» Exercício 1
Traduza para o inglês a seguinte frase do trecho sobre Cristovão Tezza: "Ao contrário do cada vez mais conciso Dalton Trevisan, Cristovão Tezza prefere as narrativas mais espessas e complexas, reflexo talvez de sua formação como relojoeiro."
» Exercício 2
Apresente a continuação do trecho sobre Cristovão Tezza, retomando-o logo após a última frase.

==== Trecho ====

Tezza se tornou um especialista em situações-limite,
em que os fatos se confundem com armadilhas. Seu romance mais
vendido é Trapo, de 1988, em quarta edição
pela Brasiliense, o relato de vida de um poeta suicida de 20 anos
de idade, autor incompreendido de mil páginas inéditas.
Ao contrário do cada vez mais conciso Dalton Trevisan,
Cristovão Tezza prefere as narrativas mais espessas e complexas,
reflexo talvez de sua formação como relojoeiro.
"Os japoneses acabaram com minha profissão",
lamenta. Transferiu para a escrita esse amor pela lentidão
e pelo alinhavo denso e longo.
Nascido em Lages, Santa Catarina, Cristovão Tezza foi para
Curitiba com 8 anos. Cursou por um ano a Escola de Marinha Mercante
no Rio de Janeiro, fez teatro popular, foi o iluminador das primeiras
montagens de Denise Stoklos, viajou como mochileiro e estudou
em Coimbra, Portugal.
Em 1975, aos 23 anos, escreveu seu primeiro romance, A Cidade
Inventada, que só seria lançado quatro anos
depois, em edição do autor. Dede 1986, é
professor de Língua Portuguesa na Universidade Federal
do Paraná. Seu best seller não é um romance,
mas um livro didático: Prática de Texto Para
Nossos Estudantes, editado pela Vozes em 1992 e escrito em
parceria com Carlos Alberto Faraco.

==== Extrato de dados ====

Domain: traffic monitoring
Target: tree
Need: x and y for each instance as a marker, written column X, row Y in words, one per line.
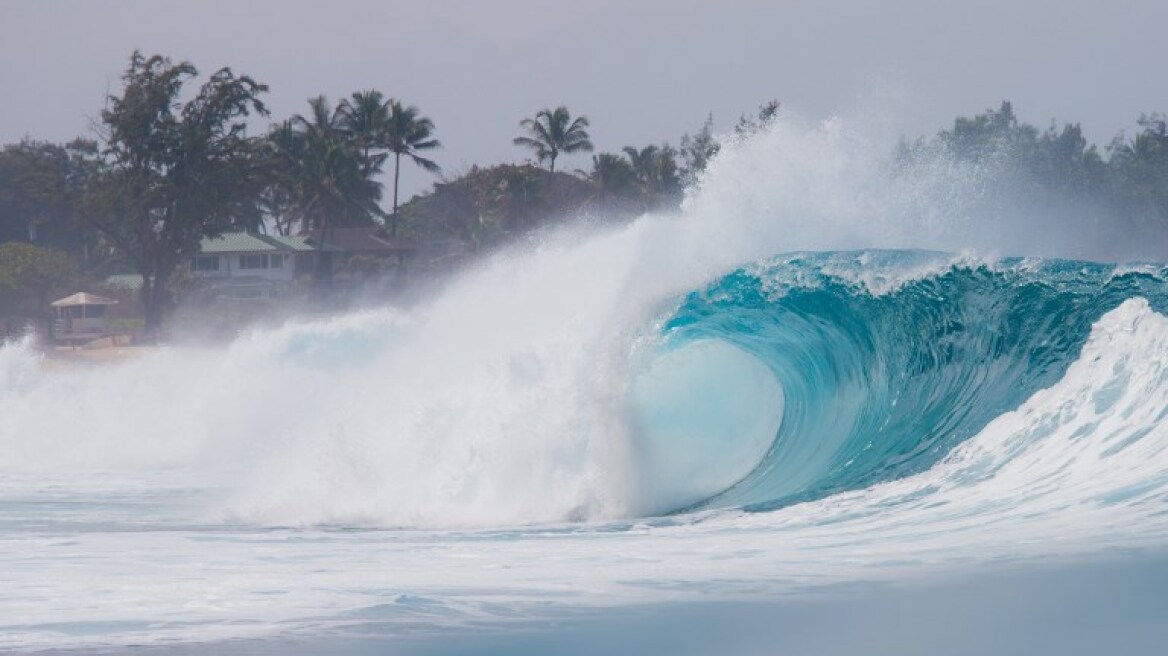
column 749, row 126
column 174, row 173
column 365, row 117
column 1139, row 168
column 41, row 186
column 697, row 151
column 554, row 132
column 28, row 273
column 657, row 173
column 324, row 172
column 407, row 132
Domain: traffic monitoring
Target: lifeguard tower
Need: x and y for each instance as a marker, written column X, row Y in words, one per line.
column 81, row 318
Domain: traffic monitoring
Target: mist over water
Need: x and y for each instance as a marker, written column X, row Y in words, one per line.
column 783, row 346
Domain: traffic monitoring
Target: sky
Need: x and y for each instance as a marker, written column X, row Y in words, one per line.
column 642, row 71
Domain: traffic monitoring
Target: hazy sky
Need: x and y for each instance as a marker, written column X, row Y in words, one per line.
column 642, row 71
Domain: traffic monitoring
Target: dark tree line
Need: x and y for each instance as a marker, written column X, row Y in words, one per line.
column 174, row 162
column 1056, row 171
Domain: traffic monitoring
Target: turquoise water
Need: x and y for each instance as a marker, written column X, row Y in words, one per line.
column 805, row 438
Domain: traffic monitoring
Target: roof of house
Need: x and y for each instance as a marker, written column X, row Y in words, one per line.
column 82, row 298
column 125, row 280
column 363, row 239
column 237, row 243
column 293, row 242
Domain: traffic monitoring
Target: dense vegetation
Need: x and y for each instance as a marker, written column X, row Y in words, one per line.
column 162, row 173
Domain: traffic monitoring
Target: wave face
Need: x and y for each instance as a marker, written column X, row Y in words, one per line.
column 883, row 374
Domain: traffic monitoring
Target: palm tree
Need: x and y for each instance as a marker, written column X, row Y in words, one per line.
column 644, row 162
column 612, row 175
column 320, row 171
column 554, row 132
column 365, row 117
column 405, row 133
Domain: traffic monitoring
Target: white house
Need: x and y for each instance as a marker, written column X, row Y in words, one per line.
column 244, row 266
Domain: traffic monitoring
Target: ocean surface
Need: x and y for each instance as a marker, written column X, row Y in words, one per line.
column 814, row 413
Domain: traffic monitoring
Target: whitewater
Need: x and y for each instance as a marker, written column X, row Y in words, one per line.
column 820, row 375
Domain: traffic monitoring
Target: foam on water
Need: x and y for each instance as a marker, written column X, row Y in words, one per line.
column 514, row 447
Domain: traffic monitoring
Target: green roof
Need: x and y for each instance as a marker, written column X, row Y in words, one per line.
column 236, row 243
column 126, row 280
column 292, row 242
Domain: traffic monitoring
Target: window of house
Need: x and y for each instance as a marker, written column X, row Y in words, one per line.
column 206, row 263
column 254, row 262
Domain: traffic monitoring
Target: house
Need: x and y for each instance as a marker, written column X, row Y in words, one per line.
column 244, row 266
column 81, row 318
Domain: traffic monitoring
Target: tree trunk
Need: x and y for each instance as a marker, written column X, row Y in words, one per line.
column 153, row 306
column 397, row 171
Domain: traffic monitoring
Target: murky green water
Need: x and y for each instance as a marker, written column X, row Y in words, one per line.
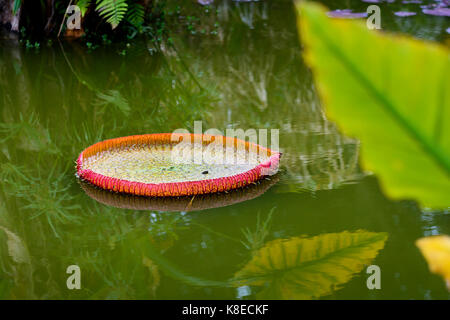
column 241, row 69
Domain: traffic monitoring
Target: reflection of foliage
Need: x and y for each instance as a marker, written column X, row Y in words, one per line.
column 305, row 268
column 41, row 194
column 436, row 250
column 255, row 240
column 410, row 151
column 114, row 98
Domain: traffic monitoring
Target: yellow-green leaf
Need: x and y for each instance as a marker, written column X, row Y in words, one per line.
column 391, row 92
column 436, row 250
column 306, row 268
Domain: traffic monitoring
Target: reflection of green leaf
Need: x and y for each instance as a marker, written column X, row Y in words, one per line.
column 113, row 97
column 299, row 268
column 16, row 249
column 392, row 93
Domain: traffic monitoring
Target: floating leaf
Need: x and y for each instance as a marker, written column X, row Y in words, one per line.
column 436, row 250
column 393, row 94
column 306, row 268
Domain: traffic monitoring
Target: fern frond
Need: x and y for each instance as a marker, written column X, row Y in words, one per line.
column 112, row 10
column 135, row 14
column 83, row 5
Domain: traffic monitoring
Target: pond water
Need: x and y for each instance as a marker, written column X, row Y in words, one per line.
column 231, row 65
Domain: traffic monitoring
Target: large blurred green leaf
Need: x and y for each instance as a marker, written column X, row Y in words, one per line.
column 391, row 92
column 300, row 268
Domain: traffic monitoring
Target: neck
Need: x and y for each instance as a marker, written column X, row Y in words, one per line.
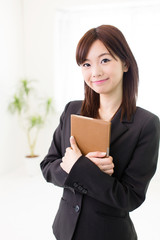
column 109, row 106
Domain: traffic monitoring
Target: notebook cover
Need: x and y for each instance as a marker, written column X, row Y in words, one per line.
column 91, row 134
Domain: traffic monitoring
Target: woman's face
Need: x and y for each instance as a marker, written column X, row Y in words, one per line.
column 102, row 72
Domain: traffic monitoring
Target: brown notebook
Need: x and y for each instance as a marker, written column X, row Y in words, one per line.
column 91, row 134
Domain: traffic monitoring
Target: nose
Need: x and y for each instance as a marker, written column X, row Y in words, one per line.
column 96, row 71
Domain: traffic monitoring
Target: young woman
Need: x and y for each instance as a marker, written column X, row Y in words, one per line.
column 100, row 192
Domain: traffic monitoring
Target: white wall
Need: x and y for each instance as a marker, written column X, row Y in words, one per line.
column 27, row 50
column 11, row 69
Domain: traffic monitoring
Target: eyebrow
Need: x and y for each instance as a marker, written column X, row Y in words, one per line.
column 101, row 55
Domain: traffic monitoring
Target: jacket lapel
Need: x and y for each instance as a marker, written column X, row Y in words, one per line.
column 118, row 128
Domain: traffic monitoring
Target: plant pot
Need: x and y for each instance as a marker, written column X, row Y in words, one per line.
column 32, row 165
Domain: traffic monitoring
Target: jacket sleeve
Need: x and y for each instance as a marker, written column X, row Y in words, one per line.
column 128, row 193
column 50, row 166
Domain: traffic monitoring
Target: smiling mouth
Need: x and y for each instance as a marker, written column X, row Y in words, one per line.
column 100, row 81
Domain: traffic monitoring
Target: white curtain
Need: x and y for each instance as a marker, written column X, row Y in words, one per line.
column 139, row 22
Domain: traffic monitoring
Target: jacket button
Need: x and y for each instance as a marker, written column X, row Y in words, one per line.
column 77, row 208
column 75, row 185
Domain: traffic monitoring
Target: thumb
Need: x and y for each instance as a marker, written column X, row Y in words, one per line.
column 73, row 143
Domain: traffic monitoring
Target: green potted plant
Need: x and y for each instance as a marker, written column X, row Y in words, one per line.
column 32, row 112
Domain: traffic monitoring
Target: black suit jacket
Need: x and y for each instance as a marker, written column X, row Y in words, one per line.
column 95, row 205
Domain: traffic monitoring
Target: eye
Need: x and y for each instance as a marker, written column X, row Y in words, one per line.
column 105, row 60
column 86, row 65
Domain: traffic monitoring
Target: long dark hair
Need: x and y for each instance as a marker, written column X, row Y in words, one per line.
column 115, row 42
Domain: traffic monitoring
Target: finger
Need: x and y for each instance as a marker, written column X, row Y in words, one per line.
column 96, row 154
column 73, row 143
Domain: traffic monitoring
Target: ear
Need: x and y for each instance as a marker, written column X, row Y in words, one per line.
column 125, row 67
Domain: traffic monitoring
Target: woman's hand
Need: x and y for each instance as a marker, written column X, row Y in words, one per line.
column 71, row 156
column 105, row 164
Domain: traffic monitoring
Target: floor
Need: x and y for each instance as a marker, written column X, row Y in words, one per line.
column 28, row 205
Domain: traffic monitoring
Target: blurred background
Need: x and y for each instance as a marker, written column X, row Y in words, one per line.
column 38, row 39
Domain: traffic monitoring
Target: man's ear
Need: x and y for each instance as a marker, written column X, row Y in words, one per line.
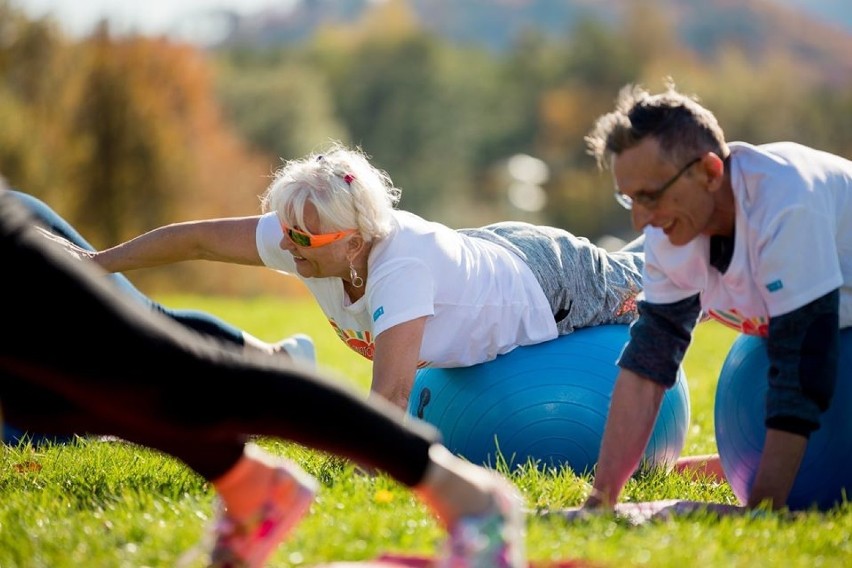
column 714, row 165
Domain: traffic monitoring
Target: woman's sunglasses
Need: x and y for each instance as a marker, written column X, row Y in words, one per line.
column 303, row 239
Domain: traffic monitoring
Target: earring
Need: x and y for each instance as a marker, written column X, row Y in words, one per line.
column 356, row 280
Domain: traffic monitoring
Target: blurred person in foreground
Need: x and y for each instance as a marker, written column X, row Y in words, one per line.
column 758, row 237
column 68, row 386
column 402, row 291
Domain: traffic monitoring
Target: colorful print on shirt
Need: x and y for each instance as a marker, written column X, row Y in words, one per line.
column 750, row 326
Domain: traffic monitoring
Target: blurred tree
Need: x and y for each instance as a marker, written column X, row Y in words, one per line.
column 284, row 109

====

» Resposta do exercício 1
Unlike the increasingly concise Dalton Trevisan, Cristovão Tezza prefers thicker and more complex narratives, perhaps a reflection of his training as a watchmaker.

» Resposta do exercício 2
Caderno 2 - É muito difícil ter Curitiba como
tema depois do sucesso de Dalton Trevisan?
Cristovão Tezza - Dalton Trevisan é uma figura
emblemática para Curitiba. Trata-se de um mestre, um autor
que chegou ao ponto raro de se tornar um escritor para escritores.
Mas não me sinto sufocado por ele. Acho que, no mundo literário,
as relações pessoais costumam ser pensadas quase
sempre em termos de competição. E eu sempre digo
que nós, escritores, podemos ser tudo, menos cavalos de
corrida.
Caderno 2 - Isso quer dizer que a sua é uma outra Curitiba?
Tezza - Acredito que nós, escritores curitibanos,
podemos ser muito diferentes, mas trabalhamos dentro de uam atmosfera
comum que nos marca muito. Penso na exigência que temos
com o apuro formal, que se torna quase uma obsessão, efeito
talvez de nosso isolamento. Penso, também, em um certo
peso ou angústia curitibana que nos envolve e que se diferencia
radicalmente da tradição mais brejeira da literatura
brasileira - basta pensar em Jorge Amado ou em João Ubaldo
Ribero.
Há uma marca curitibana que nos atravessa e que eu definiria
como o sentimento de que não se pertence a lugar nenhum.
Caderno 2 - E de onde viria esse sentimento?
Tezza - Não sei bem dizer de onde ele vem, sei que
existe. Mas essa sensação talvez seja um reflexo
do fato de nós não nos sentirmos habitantes de um
cenário cultural definido - ao contrário do que
ocorre, por exemplo, com os cariocas e com os gaúchos.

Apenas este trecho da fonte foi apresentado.